------ SUPPLIED INFORMATION ------

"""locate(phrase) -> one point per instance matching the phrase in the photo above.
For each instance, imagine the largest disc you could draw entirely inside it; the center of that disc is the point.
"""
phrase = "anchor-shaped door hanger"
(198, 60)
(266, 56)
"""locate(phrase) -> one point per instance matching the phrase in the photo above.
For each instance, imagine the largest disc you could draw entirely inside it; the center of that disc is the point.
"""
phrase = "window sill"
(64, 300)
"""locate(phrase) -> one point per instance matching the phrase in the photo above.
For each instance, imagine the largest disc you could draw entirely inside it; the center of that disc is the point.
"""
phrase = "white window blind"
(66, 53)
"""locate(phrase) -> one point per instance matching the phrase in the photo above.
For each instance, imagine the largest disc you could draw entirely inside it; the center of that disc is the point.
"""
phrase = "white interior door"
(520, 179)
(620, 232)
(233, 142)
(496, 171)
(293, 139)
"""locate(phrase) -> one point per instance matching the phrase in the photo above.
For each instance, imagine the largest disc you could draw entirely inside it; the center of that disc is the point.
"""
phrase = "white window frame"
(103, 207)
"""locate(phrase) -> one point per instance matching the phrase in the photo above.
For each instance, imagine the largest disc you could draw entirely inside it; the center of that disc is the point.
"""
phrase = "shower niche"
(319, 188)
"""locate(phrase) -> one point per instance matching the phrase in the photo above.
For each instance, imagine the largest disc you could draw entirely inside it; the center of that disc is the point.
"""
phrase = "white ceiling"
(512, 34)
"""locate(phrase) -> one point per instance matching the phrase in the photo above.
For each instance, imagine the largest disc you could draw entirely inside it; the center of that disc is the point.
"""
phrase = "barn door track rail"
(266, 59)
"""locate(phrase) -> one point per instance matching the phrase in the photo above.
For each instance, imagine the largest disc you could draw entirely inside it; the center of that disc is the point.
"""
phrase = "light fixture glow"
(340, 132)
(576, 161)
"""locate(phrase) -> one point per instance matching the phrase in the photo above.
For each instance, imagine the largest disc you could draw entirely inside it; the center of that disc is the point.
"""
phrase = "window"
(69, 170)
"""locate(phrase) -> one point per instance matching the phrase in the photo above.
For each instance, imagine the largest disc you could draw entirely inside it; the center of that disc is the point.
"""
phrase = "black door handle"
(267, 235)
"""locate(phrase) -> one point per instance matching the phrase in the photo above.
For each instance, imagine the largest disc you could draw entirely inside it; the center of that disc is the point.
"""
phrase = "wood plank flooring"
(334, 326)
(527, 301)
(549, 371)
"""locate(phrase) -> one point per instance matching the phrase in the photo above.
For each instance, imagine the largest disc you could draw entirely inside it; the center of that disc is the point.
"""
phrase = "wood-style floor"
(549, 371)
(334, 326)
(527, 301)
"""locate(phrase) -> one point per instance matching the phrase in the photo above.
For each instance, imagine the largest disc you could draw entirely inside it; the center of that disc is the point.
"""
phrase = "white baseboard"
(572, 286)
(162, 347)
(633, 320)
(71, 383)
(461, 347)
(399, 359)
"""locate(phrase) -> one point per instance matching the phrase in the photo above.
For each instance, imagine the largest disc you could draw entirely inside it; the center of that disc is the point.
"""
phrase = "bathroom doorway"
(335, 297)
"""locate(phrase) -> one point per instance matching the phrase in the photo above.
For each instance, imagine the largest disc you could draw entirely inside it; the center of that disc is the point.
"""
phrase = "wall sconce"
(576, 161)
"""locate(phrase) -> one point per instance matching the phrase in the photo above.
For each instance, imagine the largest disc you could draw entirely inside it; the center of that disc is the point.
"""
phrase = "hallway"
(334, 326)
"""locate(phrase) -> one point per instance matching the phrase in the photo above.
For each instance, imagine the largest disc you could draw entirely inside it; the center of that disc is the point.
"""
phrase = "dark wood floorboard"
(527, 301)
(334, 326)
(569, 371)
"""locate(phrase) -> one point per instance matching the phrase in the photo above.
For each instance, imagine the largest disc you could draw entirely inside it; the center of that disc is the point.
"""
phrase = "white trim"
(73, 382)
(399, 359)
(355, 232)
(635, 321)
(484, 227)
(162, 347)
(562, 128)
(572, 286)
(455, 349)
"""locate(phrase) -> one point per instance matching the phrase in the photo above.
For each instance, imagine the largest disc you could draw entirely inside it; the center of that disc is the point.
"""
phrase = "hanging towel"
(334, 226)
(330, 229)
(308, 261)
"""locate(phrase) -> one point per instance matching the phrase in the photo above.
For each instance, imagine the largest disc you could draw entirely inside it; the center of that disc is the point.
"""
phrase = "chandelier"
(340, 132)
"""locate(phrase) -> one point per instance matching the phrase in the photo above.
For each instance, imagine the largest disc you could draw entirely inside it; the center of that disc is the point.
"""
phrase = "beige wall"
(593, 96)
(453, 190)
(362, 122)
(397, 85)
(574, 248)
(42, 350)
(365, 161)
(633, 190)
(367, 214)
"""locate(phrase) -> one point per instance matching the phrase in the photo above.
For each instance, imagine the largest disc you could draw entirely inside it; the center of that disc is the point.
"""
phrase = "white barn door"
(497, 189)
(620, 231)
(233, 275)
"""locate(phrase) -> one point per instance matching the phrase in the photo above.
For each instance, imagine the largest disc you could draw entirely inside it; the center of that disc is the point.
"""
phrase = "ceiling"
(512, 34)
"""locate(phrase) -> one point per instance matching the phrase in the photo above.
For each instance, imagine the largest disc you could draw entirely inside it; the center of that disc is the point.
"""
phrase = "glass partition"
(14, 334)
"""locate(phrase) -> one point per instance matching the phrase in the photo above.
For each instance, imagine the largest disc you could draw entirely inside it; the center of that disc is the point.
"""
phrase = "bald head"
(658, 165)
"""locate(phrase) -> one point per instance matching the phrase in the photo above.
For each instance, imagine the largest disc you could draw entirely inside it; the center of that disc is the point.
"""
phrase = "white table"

------

* [WHAT THE TASK REQUIRES]: Each line of the listing is to be repeated exactly.

* [SOLUTION TO THIS EXERCISE]:
"""locate(phrase) -> one point per instance matching the phrase in the photo above.
For each instance, imagine the largest disc you could draw entirely inside it; the center of that disc is the point.
"""
phrase = "anchor-shaped door hanger"
(198, 60)
(266, 56)
"""locate(phrase) -> one point per instance matching the phrase in the photo above.
For each instance, imagine the largest disc you could draw entirely inside it; the center of that disc is the point.
"""
phrase = "window sill"
(64, 300)
"""locate(phrase) -> one point per instance matching the phrase in the photo above.
For each instance, imagine the largest disc you could draw entirely inside it; the center of that disc is the point.
"""
phrase = "white window blind"
(66, 53)
"""locate(phrase) -> one point per instance matching the phrase in the photo above.
For each instance, imagine the largest disc you could draw entirely inside it; the center of that disc is the point.
"""
phrase = "white interior door"
(520, 179)
(620, 232)
(233, 142)
(496, 171)
(293, 139)
"""locate(phrase) -> one point per instance matching the phrase in the photo above.
For each instance, imagine the largest disc you could draw entirely inside it; the center of that disc is the point.
"""
phrase = "white window frame"
(103, 207)
"""locate(phrase) -> one point per instance matching the phrase in the photo above.
For each instance, imagine the largest disc you could draw entirely inside it; the center of that disc is the point.
"""
phrase = "shower niche"
(319, 188)
"""locate(phrase) -> one point per instance matching the phrase in the photo above.
For each instance, imagine the largest disc you could draw entirely inside it; the center of that disc is the point.
"""
phrase = "white ceiling"
(512, 34)
"""locate(phrase) -> one point per instance matching the phrase in the photo above.
For each instance, imagine the largest disc you could draw entirely inside it; the center of that disc is the point.
"""
phrase = "barn door track rail"
(266, 59)
"""locate(phrase) -> one point per instance matching the phrase in the photo above.
For each instance, imagine the largest disc you could draw entirely inside it; the center of that disc is the point.
"""
phrase = "light fixture glow"
(340, 132)
(576, 161)
"""locate(phrase) -> one point per instance matching the phrase in the photo above.
For each instance, imagine the largest disc you could draw entirely inside it; the center of that disc is the point.
"""
phrase = "window"
(69, 170)
"""locate(phrase) -> one point per instance matching the phrase in the photo above.
For each instance, imagine the largest disc you could draw entirely inside it; the center of that disc is the point.
"""
phrase = "black door handle"
(267, 235)
"""locate(phrase) -> one point per instance matching the phrase in the photo above.
For each instance, imagine the largest disc you could draw entirely inside it; the center of that disc is the point.
"""
phrase = "wood plank flooring"
(334, 326)
(527, 301)
(549, 371)
"""locate(phrase) -> one point per instance matching the phrase in the photo above.
For each instance, imagine the largest disc you could draw entirely inside it; the center of that disc is the point.
"""
phrase = "wood-style floor"
(549, 371)
(334, 326)
(527, 301)
"""locate(phrase) -> one point per instance matching the phrase in the photo above.
For each instance, imagine the largest disc you could draw entirely inside it; the center of that disc is the point.
"""
phrase = "white baseboard"
(572, 286)
(162, 347)
(633, 320)
(71, 383)
(461, 347)
(399, 359)
"""locate(phrase) -> one point per instance matching the phrase in the photo above.
For each instance, imagine the largest disc you could draw entirely inside it; the center of that disc is the point.
"""
phrase = "bathroom doorway"
(335, 297)
"""locate(phrase) -> one point per instance matching the phrase in the photo above.
For each instance, imagine the largest disc you could draw entirely inside it; the center of that disc is the point.
"""
phrase = "wall sconce"
(576, 161)
"""locate(phrase) -> one point per instance matching the phrase in the photo above.
For each instance, imagine the largest disc you could draw entirely inside it; the center of that disc is the point.
"""
phrase = "hallway"
(334, 326)
"""locate(phrase) -> one point per instance matching the phrase in the photo above.
For each instance, imagine the largest disc you could draw entirely inside it; the center of that disc is the point.
"""
phrase = "dark wood floorboard"
(527, 301)
(334, 326)
(569, 371)
"""locate(phrase) -> one point per instance matching the phrase in the photo above.
For each instance, imagine the largest disc you could draw entirely inside it; the center of that disc is the point.
"""
phrase = "white trim"
(73, 382)
(399, 359)
(355, 232)
(635, 321)
(484, 227)
(162, 347)
(562, 128)
(572, 286)
(455, 349)
"""locate(phrase) -> one point per instance matching the phrase in the photo above.
For each instance, imagine the largest disc you could draw entirely inside it; the center of that disc is the point.
"""
phrase = "hanging towel"
(334, 226)
(330, 229)
(308, 261)
"""locate(phrase) -> one point per instance matching the phrase in the photo above.
For each instance, imagine the largest disc you could draw entirely inside it; the center of that disc is the point.
"""
phrase = "chandelier"
(340, 132)
"""locate(phrase) -> one point per instance matching the phrase in the photo above.
For each instance, imagine the largest disc you could draw entirely inside it; the center of that disc is the point.
"""
phrase = "beige wall"
(593, 96)
(453, 190)
(362, 122)
(397, 85)
(574, 248)
(42, 350)
(365, 161)
(633, 190)
(367, 214)
"""locate(phrase) -> one point per instance matching the phrase in the photo above.
For each instance, imagine the largest disc you could draw entirely inside it; the center of that disc is the point.
"""
phrase = "white barn door"
(497, 189)
(620, 231)
(233, 275)
"""locate(phrase) -> one point per instance matching the phrase in the photo above.
For each instance, imagine the largest disc you could draw entirely inside it; the center of that disc is the point.
"""
phrase = "ceiling"
(512, 34)
"""locate(phrase) -> one point per instance matching the phrase in the photo above.
For each instance, imagine the largest disc you could draw entirely inside it; the center of that disc is the point.
"""
phrase = "glass partition"
(14, 334)
"""locate(phrase) -> one point per instance matching the phrase in the photo above.
For each instance, imagine the largest disc you could draw entirely inside it; the center of that disc is the point.
"""
phrase = "bald head"
(658, 165)
"""locate(phrase) -> one point per instance matching the phrase in the photo above.
For each instance, imagine the largest disc you could draw entirely inside it; the center of that disc is the point.
"""
phrase = "white table"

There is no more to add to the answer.